▶ [Task instructions]:
Reproduce the lines in the entries below word for word, omitting the pictures.

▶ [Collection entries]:
_ _ _

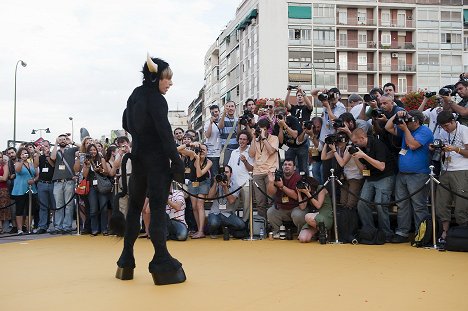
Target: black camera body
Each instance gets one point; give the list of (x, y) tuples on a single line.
[(337, 123), (246, 118), (369, 98), (308, 125), (377, 113), (278, 175)]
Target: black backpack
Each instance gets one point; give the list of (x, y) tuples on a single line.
[(423, 236), (371, 236), (347, 222)]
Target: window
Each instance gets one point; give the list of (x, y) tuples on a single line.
[(386, 38)]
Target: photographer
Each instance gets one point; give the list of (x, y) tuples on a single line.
[(241, 164), (333, 108), (287, 128), (223, 210), (199, 182), (377, 165), (319, 217), (454, 174), (228, 124), (413, 166), (212, 138), (303, 107), (311, 130), (264, 149), (282, 186)]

_ _ _

▶ [Answer in full]:
Target: black camera body
Each instance gets one point; give the list of (x, y) tuples on a single line.
[(337, 123), (246, 118), (369, 98), (308, 125), (377, 113), (278, 175)]
Target: black backpack
Each instance gets one point; give the list of (x, y) tuples on a single line.
[(423, 236), (371, 236), (347, 222)]
Target: window
Each instance gets one point; give the list of (x, y) tuples on a single line.
[(386, 38)]
Target: photographer
Each instance gets one point; give the list of (x, y) tuples on a single line.
[(241, 164), (333, 108), (287, 128), (223, 210), (199, 182), (377, 165), (319, 217), (454, 174), (228, 124), (413, 166), (212, 138), (303, 107), (311, 130), (264, 149), (282, 186)]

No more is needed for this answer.